Task instructions
Copy out the lines of the listing between the line holding "task: segment the distant skyscraper" and the line holding "134L185 96L190 87L192", inclusive, keeping every character the same.

Input data

** start **

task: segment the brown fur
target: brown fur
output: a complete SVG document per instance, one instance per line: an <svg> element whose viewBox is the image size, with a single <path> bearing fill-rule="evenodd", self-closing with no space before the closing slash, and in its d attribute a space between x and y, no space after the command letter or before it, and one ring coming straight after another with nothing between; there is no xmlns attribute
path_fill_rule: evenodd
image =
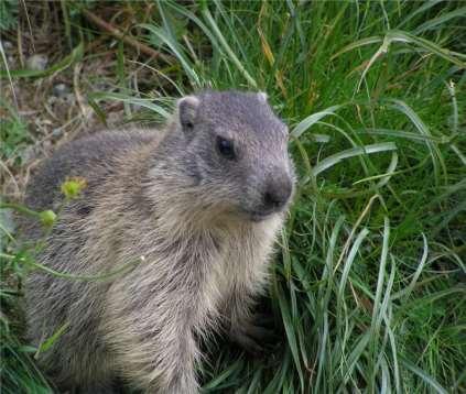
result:
<svg viewBox="0 0 466 394"><path fill-rule="evenodd" d="M66 177L87 179L39 262L95 275L140 261L104 282L30 276L31 339L68 325L41 355L59 387L97 393L119 376L151 393L196 393L196 338L226 324L249 343L250 306L293 182L285 128L261 95L205 92L178 106L165 133L107 132L64 146L29 186L26 204L48 209ZM242 146L236 163L212 147L218 132ZM264 190L282 193L280 208L263 207ZM24 229L40 239L37 225Z"/></svg>

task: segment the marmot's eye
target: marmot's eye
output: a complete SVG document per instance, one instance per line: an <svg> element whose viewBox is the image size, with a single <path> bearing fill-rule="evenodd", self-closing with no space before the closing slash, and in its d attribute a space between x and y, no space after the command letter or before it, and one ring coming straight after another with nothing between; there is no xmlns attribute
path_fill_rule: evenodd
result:
<svg viewBox="0 0 466 394"><path fill-rule="evenodd" d="M235 158L235 146L231 140L217 136L217 150L226 158Z"/></svg>

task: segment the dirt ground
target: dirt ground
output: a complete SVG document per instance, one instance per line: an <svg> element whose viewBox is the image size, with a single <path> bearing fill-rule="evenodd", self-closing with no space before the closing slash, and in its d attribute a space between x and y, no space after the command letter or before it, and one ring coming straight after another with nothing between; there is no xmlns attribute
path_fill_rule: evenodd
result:
<svg viewBox="0 0 466 394"><path fill-rule="evenodd" d="M24 139L14 151L8 155L1 152L1 194L13 200L21 200L34 168L56 146L84 133L116 128L131 120L133 107L124 108L121 101L102 100L98 105L105 113L105 124L87 98L95 91L122 91L121 76L117 75L121 58L124 85L128 91L131 90L130 95L154 92L152 87L161 83L152 68L158 63L153 57L130 44L119 50L115 36L93 24L93 40L83 41L83 57L54 72L76 50L65 35L59 3L32 1L26 6L28 15L21 10L18 28L1 34L12 78L0 79L0 119L19 118L25 125ZM95 12L106 18L111 13L111 7L106 4ZM124 21L128 25L134 22L130 17ZM14 77L14 73L21 69L43 75ZM8 124L2 122L1 127ZM8 132L3 130L2 135Z"/></svg>

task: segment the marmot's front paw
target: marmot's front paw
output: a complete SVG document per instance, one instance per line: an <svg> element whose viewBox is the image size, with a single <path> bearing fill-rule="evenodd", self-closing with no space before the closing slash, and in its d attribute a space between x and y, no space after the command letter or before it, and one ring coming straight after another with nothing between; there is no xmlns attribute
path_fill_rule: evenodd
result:
<svg viewBox="0 0 466 394"><path fill-rule="evenodd" d="M256 326L251 322L243 322L231 327L230 339L248 353L258 357L274 343L277 336L271 329Z"/></svg>

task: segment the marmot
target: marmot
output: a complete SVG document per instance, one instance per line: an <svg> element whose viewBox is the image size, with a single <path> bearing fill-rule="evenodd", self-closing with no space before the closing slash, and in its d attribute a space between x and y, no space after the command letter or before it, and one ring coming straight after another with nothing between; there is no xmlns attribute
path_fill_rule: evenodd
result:
<svg viewBox="0 0 466 394"><path fill-rule="evenodd" d="M199 338L226 325L254 346L251 303L294 189L286 145L265 94L202 91L177 101L164 132L97 133L43 163L25 204L62 209L40 263L99 275L141 260L111 281L30 275L32 341L64 328L41 354L57 387L101 393L118 376L148 393L197 393ZM63 206L67 177L87 186ZM41 238L37 223L24 232Z"/></svg>

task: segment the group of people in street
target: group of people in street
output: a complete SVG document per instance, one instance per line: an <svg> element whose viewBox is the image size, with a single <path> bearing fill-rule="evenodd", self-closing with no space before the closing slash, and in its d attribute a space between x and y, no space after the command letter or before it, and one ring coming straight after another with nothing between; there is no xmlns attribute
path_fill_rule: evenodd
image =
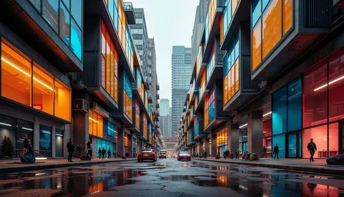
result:
<svg viewBox="0 0 344 197"><path fill-rule="evenodd" d="M99 147L99 149L98 149L98 156L99 157L99 158L101 158L102 159L105 159L105 156L106 156L107 153L107 158L108 159L111 158L111 154L112 154L112 156L113 156L114 158L116 158L117 157L117 153L115 151L114 151L111 153L110 149L109 149L107 150L107 150L104 147L103 147L103 149L101 149L100 147Z"/></svg>

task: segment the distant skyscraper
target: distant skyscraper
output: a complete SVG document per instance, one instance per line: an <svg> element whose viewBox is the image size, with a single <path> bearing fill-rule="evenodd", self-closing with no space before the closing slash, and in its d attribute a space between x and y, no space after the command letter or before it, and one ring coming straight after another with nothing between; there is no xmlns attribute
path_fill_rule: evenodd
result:
<svg viewBox="0 0 344 197"><path fill-rule="evenodd" d="M170 114L170 101L168 98L160 99L160 116Z"/></svg>
<svg viewBox="0 0 344 197"><path fill-rule="evenodd" d="M178 134L185 96L190 87L192 70L191 48L173 46L172 53L172 136Z"/></svg>

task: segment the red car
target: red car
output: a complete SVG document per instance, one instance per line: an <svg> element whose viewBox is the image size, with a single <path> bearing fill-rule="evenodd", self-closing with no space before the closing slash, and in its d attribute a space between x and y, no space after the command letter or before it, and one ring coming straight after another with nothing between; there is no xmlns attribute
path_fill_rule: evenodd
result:
<svg viewBox="0 0 344 197"><path fill-rule="evenodd" d="M181 152L180 154L178 154L177 159L178 160L181 160L182 159L191 160L191 155L189 154L187 152Z"/></svg>
<svg viewBox="0 0 344 197"><path fill-rule="evenodd" d="M156 161L156 154L151 149L142 149L138 154L138 162L144 160L152 160Z"/></svg>

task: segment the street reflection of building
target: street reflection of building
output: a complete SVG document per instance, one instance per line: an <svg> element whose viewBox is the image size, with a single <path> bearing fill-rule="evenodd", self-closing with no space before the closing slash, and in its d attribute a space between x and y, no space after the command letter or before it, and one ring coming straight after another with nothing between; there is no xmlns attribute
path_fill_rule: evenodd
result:
<svg viewBox="0 0 344 197"><path fill-rule="evenodd" d="M340 154L344 35L334 27L344 25L341 4L243 2L208 1L201 37L193 41L197 52L180 112L180 147L222 156L227 148L264 156L265 146L271 157L277 144L280 158L308 158L313 138L315 158Z"/></svg>

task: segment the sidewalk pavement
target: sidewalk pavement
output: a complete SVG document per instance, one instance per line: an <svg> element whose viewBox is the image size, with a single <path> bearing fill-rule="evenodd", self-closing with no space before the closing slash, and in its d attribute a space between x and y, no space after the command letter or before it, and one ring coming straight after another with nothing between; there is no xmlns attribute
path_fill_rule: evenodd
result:
<svg viewBox="0 0 344 197"><path fill-rule="evenodd" d="M21 163L19 158L0 160L0 174L19 172L23 171L38 170L55 167L66 167L85 165L96 165L98 163L106 163L111 162L122 162L128 160L136 160L136 158L92 158L92 160L80 160L79 158L74 158L72 163L68 163L67 158L48 158L46 160L36 160L35 163Z"/></svg>
<svg viewBox="0 0 344 197"><path fill-rule="evenodd" d="M325 159L316 159L314 162L310 162L308 159L302 158L281 158L275 160L263 158L259 160L241 160L241 158L215 159L215 158L208 158L206 159L195 158L193 159L344 176L344 166L327 165L326 160Z"/></svg>

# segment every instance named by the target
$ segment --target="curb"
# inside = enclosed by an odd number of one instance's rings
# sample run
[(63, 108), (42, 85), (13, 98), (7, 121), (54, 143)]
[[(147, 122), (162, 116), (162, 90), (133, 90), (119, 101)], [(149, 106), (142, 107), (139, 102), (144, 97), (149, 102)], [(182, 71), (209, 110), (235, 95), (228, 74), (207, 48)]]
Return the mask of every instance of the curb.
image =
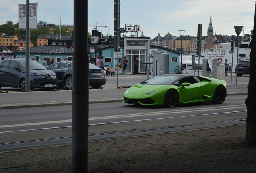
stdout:
[[(122, 102), (123, 98), (109, 99), (89, 99), (89, 104), (114, 103)], [(47, 102), (33, 102), (24, 103), (8, 103), (0, 105), (0, 110), (15, 108), (31, 108), (36, 107), (45, 107), (56, 106), (64, 106), (72, 105), (72, 101), (50, 101)]]
[[(247, 92), (233, 92), (228, 93), (227, 95), (246, 95)], [(89, 104), (102, 103), (106, 103), (120, 102), (123, 101), (124, 98), (115, 98), (109, 99), (89, 99)], [(7, 109), (15, 108), (31, 108), (35, 107), (45, 107), (55, 106), (64, 106), (72, 105), (72, 101), (50, 101), (47, 102), (34, 102), (24, 103), (6, 104), (0, 105), (0, 109)]]

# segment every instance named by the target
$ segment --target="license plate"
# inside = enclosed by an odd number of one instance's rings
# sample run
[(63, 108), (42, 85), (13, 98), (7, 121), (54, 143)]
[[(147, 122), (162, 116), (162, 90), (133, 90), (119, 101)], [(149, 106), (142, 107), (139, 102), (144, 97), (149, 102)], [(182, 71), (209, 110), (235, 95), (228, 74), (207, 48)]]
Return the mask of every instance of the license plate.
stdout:
[(93, 76), (101, 76), (101, 73), (93, 73)]
[(53, 86), (54, 86), (53, 84), (47, 84), (43, 85), (43, 87), (45, 88), (53, 87)]

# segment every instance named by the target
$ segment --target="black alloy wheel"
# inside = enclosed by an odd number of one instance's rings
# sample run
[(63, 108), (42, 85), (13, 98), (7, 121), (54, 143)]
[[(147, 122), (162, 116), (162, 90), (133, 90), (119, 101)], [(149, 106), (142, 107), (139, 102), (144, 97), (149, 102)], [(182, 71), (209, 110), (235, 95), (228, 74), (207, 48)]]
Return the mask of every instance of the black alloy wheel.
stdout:
[(25, 79), (22, 79), (21, 80), (21, 82), (20, 82), (21, 90), (22, 91), (25, 91), (25, 86), (26, 82), (25, 82)]
[(68, 76), (65, 79), (65, 86), (67, 90), (72, 89), (73, 80), (72, 76)]
[(221, 104), (226, 99), (226, 90), (221, 86), (218, 86), (214, 92), (213, 103), (215, 104)]
[(176, 106), (179, 103), (179, 95), (174, 90), (169, 90), (165, 97), (165, 106), (167, 107)]

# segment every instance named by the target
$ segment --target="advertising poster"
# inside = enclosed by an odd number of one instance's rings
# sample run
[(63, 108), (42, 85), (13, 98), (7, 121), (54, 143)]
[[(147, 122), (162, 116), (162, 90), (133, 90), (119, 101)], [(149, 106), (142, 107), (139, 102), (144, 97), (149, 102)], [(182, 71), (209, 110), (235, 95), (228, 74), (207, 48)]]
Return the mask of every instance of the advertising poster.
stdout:
[(114, 57), (115, 58), (115, 61), (114, 63), (115, 64), (115, 72), (116, 74), (117, 74), (117, 69), (118, 69), (118, 74), (122, 74), (123, 72), (122, 71), (122, 69), (123, 68), (122, 66), (122, 54), (123, 54), (123, 50), (120, 49), (120, 52), (118, 53), (118, 54), (117, 52), (114, 52)]
[[(37, 24), (37, 3), (29, 4), (29, 28), (36, 29)], [(26, 4), (19, 5), (19, 28), (26, 29)]]

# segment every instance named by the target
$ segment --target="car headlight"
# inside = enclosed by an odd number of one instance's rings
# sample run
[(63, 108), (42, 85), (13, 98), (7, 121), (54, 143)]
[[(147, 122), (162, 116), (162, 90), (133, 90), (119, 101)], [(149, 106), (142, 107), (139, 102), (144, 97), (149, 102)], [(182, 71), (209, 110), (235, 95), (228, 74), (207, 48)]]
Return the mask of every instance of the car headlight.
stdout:
[(147, 95), (151, 95), (155, 94), (155, 93), (159, 91), (159, 90), (157, 90), (157, 91), (152, 91), (149, 93), (147, 93), (146, 94)]
[(32, 76), (42, 76), (42, 74), (37, 74), (35, 73), (30, 73), (29, 74), (30, 74)]

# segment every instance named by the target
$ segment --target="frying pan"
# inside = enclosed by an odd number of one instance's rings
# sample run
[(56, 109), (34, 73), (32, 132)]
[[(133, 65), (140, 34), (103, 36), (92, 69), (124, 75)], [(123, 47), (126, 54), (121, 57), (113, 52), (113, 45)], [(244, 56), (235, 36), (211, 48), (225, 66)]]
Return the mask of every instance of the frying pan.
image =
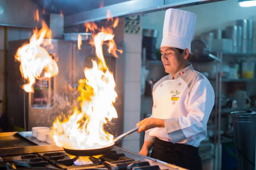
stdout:
[(107, 153), (110, 151), (114, 146), (115, 142), (123, 139), (124, 137), (137, 131), (139, 129), (139, 127), (136, 127), (131, 129), (127, 132), (121, 135), (114, 140), (114, 142), (112, 145), (106, 147), (91, 149), (67, 149), (64, 147), (63, 149), (64, 149), (64, 151), (68, 154), (74, 156), (85, 157), (87, 156), (101, 155)]

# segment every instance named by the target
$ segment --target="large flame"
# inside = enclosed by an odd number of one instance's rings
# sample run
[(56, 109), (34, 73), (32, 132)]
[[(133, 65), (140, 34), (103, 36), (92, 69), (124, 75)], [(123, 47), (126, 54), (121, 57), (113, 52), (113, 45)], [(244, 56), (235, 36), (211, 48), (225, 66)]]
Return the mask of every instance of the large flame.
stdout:
[[(79, 106), (74, 108), (73, 114), (68, 119), (61, 122), (57, 118), (53, 125), (56, 144), (75, 149), (97, 149), (113, 144), (113, 135), (105, 130), (104, 125), (117, 118), (113, 105), (117, 97), (116, 85), (106, 64), (102, 47), (103, 44), (111, 45), (109, 52), (117, 56), (114, 35), (110, 28), (98, 30), (94, 23), (86, 25), (93, 38), (91, 44), (95, 46), (97, 64), (92, 60), (92, 68), (85, 68), (85, 78), (79, 81)], [(96, 34), (97, 31), (100, 32)], [(108, 43), (104, 43), (106, 41)]]
[[(38, 10), (35, 13), (35, 18), (39, 21)], [(18, 49), (15, 60), (21, 62), (21, 75), (28, 83), (22, 86), (26, 92), (34, 92), (33, 85), (36, 79), (42, 79), (58, 74), (59, 72), (56, 61), (42, 46), (52, 48), (52, 32), (43, 21), (42, 28), (38, 31), (36, 28), (30, 38), (30, 43), (23, 45)]]
[(81, 46), (82, 45), (82, 36), (78, 34), (78, 50), (81, 50)]

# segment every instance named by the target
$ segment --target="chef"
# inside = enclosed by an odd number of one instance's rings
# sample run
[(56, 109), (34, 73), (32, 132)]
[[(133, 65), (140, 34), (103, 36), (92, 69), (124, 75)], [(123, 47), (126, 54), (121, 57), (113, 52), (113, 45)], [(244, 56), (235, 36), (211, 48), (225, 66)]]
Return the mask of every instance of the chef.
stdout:
[(166, 10), (161, 58), (169, 74), (153, 90), (152, 115), (139, 122), (145, 131), (139, 153), (191, 170), (202, 169), (198, 146), (207, 135), (207, 124), (214, 104), (208, 80), (188, 63), (196, 16), (176, 9)]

** end **

Response
task: segment the distant skyscraper
target: distant skyscraper
output: a complete SVG document per instance, one instance per line: an <svg> element whose viewBox is the image size, with a single <path> bearing fill-rule="evenodd", self-closing with no space before the closing slash, and in its d attribute a space between x and y, no space after the command letter or before it, and one ring coming straight after another with nothing between; there is no xmlns attribute
path_fill_rule: evenodd
result:
<svg viewBox="0 0 344 197"><path fill-rule="evenodd" d="M170 114L170 101L168 98L160 99L160 116Z"/></svg>
<svg viewBox="0 0 344 197"><path fill-rule="evenodd" d="M178 134L185 96L190 87L192 70L191 48L173 46L172 53L172 136Z"/></svg>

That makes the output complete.